SET PROBLEM — Please explain, in one to three sentences, why the NLTK Naive Bayes passage maps each word to True rather than using bag of words.

begin SOURCE PASSAGE

NLTK classifiers work with featstructs (http://www.nltk.org/_modules/nltk/featstruct.html). 

For more information about how Naive Bayes works in NLTK, please see here: http://www.nltk.org/_modules/nltk/classify/naivebayes.html 

Here, we will construct a very simple dictionary which maps a feature name (word) to True if the word exists in the data. We will not use bag of words for this example because, for sentiment classification, whether a word occurs or not seems to matter more than its frequency. When it comes to Naive Bayes, this is called binary multinomial Naive Bayes. 

In [1]:
import nltk.classify.util, nltk.metrics
from nltk.classify import NaiveBayesClassifier
from nltk.corpus import movie_reviews
import math

In [2]:
def extract_word_feats(words):
    return dict([(word, True) for word in words])

end SOURCE PASSAGE
begin ENTRIES

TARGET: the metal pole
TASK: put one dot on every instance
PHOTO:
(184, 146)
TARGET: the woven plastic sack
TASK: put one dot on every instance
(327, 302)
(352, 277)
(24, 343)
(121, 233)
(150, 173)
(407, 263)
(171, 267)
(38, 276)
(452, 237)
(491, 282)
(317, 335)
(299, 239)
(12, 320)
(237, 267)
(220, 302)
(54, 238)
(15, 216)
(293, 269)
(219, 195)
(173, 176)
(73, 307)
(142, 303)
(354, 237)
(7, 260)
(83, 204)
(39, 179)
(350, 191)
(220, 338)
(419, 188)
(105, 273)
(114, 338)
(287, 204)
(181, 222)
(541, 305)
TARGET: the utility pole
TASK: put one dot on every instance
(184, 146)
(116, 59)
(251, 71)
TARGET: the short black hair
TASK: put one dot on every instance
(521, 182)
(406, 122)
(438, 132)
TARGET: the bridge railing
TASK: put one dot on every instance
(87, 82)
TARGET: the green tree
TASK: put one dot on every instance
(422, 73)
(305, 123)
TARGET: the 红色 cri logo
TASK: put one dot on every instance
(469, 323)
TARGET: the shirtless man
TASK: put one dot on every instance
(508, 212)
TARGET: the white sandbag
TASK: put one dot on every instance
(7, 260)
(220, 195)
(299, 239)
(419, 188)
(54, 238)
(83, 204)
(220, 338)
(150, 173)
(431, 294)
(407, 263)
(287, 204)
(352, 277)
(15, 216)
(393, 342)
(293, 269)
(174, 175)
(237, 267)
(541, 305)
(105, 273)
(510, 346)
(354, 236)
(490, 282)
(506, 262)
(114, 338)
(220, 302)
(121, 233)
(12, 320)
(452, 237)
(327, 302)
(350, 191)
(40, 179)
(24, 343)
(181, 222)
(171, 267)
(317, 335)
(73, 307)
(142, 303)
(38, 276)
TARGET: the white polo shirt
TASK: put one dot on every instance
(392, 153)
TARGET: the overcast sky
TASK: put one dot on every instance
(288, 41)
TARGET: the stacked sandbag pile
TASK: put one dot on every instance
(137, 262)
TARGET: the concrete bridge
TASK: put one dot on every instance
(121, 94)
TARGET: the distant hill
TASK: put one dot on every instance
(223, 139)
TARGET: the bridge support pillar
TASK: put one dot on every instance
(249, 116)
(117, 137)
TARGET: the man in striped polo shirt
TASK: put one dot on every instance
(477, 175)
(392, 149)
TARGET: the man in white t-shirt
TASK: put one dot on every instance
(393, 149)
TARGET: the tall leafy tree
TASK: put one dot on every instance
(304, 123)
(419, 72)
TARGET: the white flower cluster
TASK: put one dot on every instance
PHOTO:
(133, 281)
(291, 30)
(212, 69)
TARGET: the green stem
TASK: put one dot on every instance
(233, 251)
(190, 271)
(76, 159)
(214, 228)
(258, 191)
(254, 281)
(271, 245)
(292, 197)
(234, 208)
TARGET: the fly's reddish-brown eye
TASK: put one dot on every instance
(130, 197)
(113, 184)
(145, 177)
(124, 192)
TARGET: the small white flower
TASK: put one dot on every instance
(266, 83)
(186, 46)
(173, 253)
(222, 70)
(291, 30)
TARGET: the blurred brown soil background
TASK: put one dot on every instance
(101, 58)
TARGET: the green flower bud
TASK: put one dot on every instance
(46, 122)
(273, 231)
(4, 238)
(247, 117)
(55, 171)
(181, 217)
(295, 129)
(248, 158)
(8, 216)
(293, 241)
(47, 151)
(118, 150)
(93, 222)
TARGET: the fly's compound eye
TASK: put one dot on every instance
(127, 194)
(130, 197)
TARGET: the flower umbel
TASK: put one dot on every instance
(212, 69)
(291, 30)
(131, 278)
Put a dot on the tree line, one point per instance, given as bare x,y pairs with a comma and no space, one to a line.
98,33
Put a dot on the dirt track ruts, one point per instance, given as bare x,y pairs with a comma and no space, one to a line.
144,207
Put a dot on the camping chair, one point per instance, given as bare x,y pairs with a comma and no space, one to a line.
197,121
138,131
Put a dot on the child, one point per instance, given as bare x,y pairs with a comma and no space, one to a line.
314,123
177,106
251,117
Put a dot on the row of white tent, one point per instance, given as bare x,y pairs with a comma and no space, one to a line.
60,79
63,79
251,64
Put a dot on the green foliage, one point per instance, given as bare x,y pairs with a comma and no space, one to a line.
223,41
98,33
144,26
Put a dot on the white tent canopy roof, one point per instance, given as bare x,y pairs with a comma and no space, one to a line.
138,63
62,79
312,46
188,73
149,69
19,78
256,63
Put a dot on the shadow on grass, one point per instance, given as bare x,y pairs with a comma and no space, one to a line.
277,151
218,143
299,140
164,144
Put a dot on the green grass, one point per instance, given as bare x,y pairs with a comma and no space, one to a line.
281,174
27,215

end ENTRIES

EXERCISE RESULT — The passage skips bag of words because, for sentiment classification, whether a word occurs seems to matter more than how often it occurs. Each word present in the data is therefore mapped to True. In Naive Bayes terms, this approach is called binary multinomial Naive Bayes.